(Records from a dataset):

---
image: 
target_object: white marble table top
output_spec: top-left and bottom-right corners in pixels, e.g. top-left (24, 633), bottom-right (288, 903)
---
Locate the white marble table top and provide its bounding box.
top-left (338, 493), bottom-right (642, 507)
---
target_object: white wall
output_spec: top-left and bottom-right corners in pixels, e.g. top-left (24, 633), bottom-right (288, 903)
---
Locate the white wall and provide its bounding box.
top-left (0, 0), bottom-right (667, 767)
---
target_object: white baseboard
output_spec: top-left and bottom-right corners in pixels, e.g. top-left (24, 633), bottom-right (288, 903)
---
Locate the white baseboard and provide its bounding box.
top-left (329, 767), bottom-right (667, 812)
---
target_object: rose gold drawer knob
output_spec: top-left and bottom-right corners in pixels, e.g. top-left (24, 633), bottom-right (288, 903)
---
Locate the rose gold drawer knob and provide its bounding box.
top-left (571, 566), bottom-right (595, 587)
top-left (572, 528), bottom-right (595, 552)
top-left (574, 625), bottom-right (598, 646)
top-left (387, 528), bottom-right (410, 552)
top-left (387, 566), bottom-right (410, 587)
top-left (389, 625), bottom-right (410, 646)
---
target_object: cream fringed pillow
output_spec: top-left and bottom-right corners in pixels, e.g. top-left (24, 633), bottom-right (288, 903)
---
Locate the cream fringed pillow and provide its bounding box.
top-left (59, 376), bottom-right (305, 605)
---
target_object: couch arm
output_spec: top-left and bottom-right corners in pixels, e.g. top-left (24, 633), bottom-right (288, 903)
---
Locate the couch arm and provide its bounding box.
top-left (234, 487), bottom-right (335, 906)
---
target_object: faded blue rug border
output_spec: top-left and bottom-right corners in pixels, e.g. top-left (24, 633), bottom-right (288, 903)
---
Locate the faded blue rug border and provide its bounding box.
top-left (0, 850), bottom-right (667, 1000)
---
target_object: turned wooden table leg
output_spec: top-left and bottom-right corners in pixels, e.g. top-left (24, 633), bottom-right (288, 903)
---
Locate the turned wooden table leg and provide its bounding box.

(Stated problem): Please copy every one of the lines above word for word.

(Output for this exercise):
---
image: 
target_object: white marble table top
output_spec: top-left and bottom-right corners in pixels, e.g. top-left (24, 633), bottom-right (288, 903)
---
Locate the white marble table top and provide its bounding box.
top-left (338, 493), bottom-right (642, 507)
---
target_object: white wall
output_spec: top-left and bottom-right corners in pixels, e.g. top-left (24, 633), bottom-right (288, 903)
---
Locate the white wall and provide its bounding box.
top-left (0, 0), bottom-right (667, 767)
---
target_object: white baseboard
output_spec: top-left and bottom-right corners in pixels, e.g. top-left (24, 633), bottom-right (288, 903)
---
Locate the white baseboard and provide its bounding box.
top-left (329, 767), bottom-right (667, 812)
---
target_object: rose gold drawer knob
output_spec: top-left and bottom-right corners in pixels, e.g. top-left (24, 633), bottom-right (288, 903)
---
Locate the rose gold drawer knob and provide its bounding box.
top-left (571, 566), bottom-right (595, 587)
top-left (572, 528), bottom-right (595, 552)
top-left (574, 625), bottom-right (598, 646)
top-left (387, 528), bottom-right (410, 552)
top-left (387, 566), bottom-right (410, 587)
top-left (389, 625), bottom-right (410, 646)
---
target_object: cream fringed pillow
output_spec: top-left and bottom-right corners in pixels, e.g. top-left (24, 633), bottom-right (288, 903)
---
Locate the cream fringed pillow and provide its bounding box.
top-left (59, 376), bottom-right (305, 605)
---
target_object: couch arm
output_spec: top-left and bottom-right corners in pixels, e.g. top-left (24, 633), bottom-right (288, 903)
---
Locate the couch arm and provide its bounding box.
top-left (234, 487), bottom-right (335, 906)
---
target_object: faded blue rug border
output_spec: top-left and bottom-right corners in pixels, e.g. top-left (24, 633), bottom-right (288, 903)
---
Locate the faded blue rug border and provide its bounding box.
top-left (0, 850), bottom-right (667, 1000)
---
target_object: turned wooden table leg
output_spec: top-left and bottom-right corners in pixels, e.g. top-left (24, 633), bottom-right (288, 903)
---
Locate the turned wooden table leg and provide its bounding box.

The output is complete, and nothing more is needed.